● **Written task**:
Please swap "instances" for "occurrences" in the lines below, keeping everything else unchanged, and leave the pictures out of your answer.

## Start

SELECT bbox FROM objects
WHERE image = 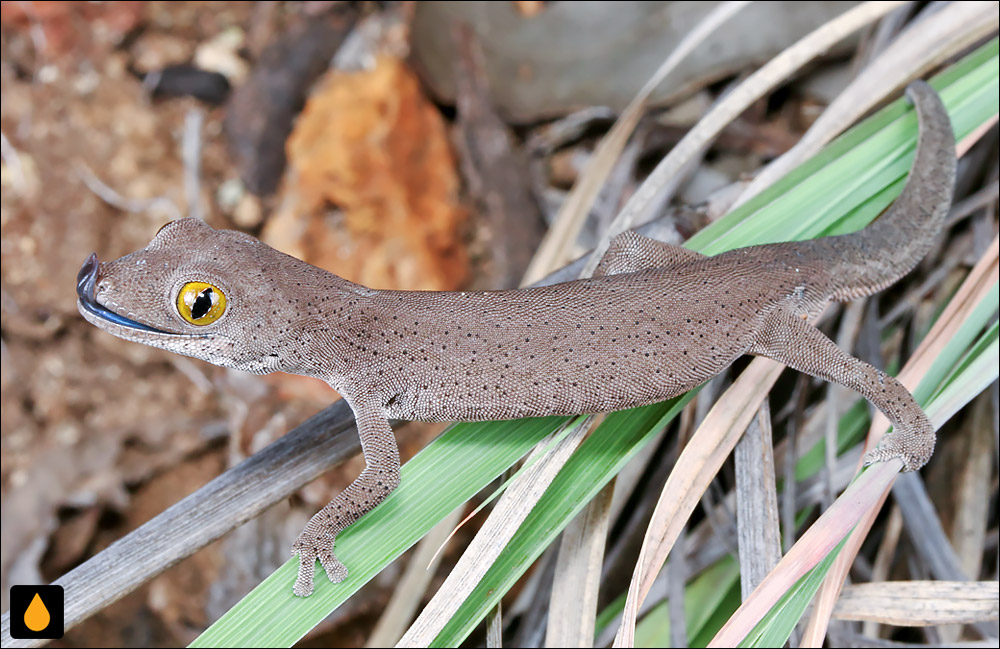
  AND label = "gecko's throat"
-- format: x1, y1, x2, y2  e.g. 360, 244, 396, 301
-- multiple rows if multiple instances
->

## End

● **Task answer**:
SELECT bbox FROM objects
WHERE image = 
  AND label = "gecko's throat"
-- format: x1, y1, x2, y2  e.g. 360, 244, 396, 301
-- multiple rows if multiple occurrences
->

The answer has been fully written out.